### EXTRAHIERTER TEXT
---

Die Beschwerdeführer halten sich seit bald neun Jahren in Österreich aufgrund vorübergehender Aufenthaltsberechtigungen nach dem Asylgesetz rechtmäßig im Bundesgebiet auf. Die lange Dauer ihres ersten Asylverfahrens von fast fünf Jahren und des zweiten Asylverfahrens von zwei Jahren ist ihnen dabei nicht zuzurechnen; insbesondere setzten die Beschwerdeführer keine verfahrensobstruierenden Handlungen, sodass ihnen die Dauer des Verfahrens nicht angelastet werden kann (vgl. VfGH 03.10.2013, U 477/2013; VfGH vom 21.02.2014, U 2552/2013; VfGH 06.06.2014, U 145/2014).
Die BF sind strafrechtlich unbescholten. In dieser Zeit entwickelten die BF ein schützenswertes Privatleben in Österreich, von welchem sich das erkennende Gericht insbesondere im Rahmen der mündlichen Beschwerdeverhandlung zu überzeugen vermochte.
BF1 und BF2 bemühten sich im Zuge ihres bisherigen Aufenthaltes sichtlich um die Erlernung der deutschen Sprache. Der BF1 legte ein Sprachzeugnis des ÖIF hinsichtlich der bestandenen Prüfung/Niveau A2 vor und beabsichtigt einen weiteren Sprachkurs zu absolvieren, wobei BF1 im Rahmen der Verhandlung in einem ansprechend guten Deutsch kommunizieren konnte. Obzwar die BF2 noch über kein Deutschprüfungszeugnis verfügt, hat auch sie im Rahmen der Verhandlung gezeigt, dass sie mit den vorhandenen Deutschkenntnissen in der Lage ist den Alltag bewältigen zu können. Hinsichtlich der Deutschkenntnisse des BF3, konnte vielmehr festgestellt werden, dass sich diese auf muttersprachlichem Niveau bewegen, was auch auf seinen jüngeren Bruder, den BF4, zutrifft. Zwar beziehen die Beschwerdeführer nach wie vor Leistungen aus der Grundversorgung, doch konnte BF1 durch Vorlage einer Einstellungszusage belegen bzw. durch seine Angaben im Rahmen der Beschwerdeverhandlung glaubhaft vorbringen, dass er für den Fall einer Beschäftigungsbewilligung bzw. eines Aufenthaltsrechtes in der Lage wäre sich selbst und die Familie zu erhalten.

---

### GEGEBENE DATENSÄTZE
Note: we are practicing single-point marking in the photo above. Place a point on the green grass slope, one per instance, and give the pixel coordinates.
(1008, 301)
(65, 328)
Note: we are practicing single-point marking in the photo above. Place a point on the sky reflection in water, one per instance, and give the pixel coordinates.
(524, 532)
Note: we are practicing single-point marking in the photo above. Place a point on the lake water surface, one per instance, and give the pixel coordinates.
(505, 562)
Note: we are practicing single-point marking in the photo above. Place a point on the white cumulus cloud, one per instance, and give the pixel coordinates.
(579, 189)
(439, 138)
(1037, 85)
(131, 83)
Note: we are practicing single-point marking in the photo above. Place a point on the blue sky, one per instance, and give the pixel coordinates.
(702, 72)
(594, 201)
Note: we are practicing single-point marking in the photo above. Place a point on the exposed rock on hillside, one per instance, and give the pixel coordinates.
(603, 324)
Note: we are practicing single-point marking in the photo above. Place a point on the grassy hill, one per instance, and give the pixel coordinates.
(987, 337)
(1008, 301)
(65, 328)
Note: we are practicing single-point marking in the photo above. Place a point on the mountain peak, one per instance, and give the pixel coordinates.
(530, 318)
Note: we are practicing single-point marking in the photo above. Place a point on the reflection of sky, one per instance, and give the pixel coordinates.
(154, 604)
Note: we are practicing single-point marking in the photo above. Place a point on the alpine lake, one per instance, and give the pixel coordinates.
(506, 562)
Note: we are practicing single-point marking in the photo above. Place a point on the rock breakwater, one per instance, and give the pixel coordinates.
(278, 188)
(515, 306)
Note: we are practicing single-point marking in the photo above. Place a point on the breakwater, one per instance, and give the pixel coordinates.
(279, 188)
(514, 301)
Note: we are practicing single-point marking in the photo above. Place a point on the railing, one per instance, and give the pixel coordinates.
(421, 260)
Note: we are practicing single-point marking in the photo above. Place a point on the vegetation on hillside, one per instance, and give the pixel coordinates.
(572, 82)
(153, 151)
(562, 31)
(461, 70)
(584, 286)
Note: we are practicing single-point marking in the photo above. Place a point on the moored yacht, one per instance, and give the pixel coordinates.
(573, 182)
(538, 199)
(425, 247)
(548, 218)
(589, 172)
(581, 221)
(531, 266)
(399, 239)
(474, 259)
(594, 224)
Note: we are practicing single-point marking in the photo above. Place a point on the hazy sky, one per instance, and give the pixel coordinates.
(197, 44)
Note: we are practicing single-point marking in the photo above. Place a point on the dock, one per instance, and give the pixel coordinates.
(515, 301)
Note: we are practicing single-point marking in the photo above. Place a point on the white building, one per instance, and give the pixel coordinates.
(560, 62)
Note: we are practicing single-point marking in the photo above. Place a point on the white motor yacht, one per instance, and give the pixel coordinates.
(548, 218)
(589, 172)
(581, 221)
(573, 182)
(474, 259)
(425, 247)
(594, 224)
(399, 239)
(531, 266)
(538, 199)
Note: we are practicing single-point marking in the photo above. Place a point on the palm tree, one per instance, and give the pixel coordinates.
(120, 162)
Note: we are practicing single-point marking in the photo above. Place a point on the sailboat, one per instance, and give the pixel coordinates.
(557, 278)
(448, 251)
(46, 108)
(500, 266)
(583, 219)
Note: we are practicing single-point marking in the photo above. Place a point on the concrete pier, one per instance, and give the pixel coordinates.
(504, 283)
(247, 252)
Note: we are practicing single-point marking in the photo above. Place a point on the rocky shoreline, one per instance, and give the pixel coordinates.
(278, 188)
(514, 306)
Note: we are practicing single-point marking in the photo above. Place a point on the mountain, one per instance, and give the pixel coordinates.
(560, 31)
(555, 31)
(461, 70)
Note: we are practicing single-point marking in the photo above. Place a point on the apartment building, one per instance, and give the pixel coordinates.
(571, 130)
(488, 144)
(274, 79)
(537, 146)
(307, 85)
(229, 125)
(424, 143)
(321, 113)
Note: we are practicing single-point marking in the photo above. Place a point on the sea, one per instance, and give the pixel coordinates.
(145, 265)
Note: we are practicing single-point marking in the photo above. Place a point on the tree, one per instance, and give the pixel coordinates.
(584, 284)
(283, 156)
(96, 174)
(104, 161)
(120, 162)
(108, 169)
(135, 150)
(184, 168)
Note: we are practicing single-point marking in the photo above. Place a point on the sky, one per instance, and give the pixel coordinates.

---

### IHRE AUFGABEN
1. Welche Geschäftszahlen der im Entscheidungstext zitierten VfGH-Entscheidungen werden genannt? Führen Sie alle auf.
2. Zitieren Sie aus dem Entscheidungstext wörtlich die Stelle von „Die BF sind“ bis einschließlich „zu überzeugen vermochte.“.
Die Datensätze haben mit dem Entscheidungstext nichts zu tun.

### GELÖSTE AUFGABEN
1. U 477/2013, U 2552/2013, U 145/2014

2.
Die BF sind strafrechtlich unbescholten. In dieser Zeit entwickelten die BF ein schützenswertes Privatleben in Österreich, von welchem sich das erkennende Gericht insbesondere im Rahmen der mündlichen Beschwerdeverhandlung zu überzeugen vermochte.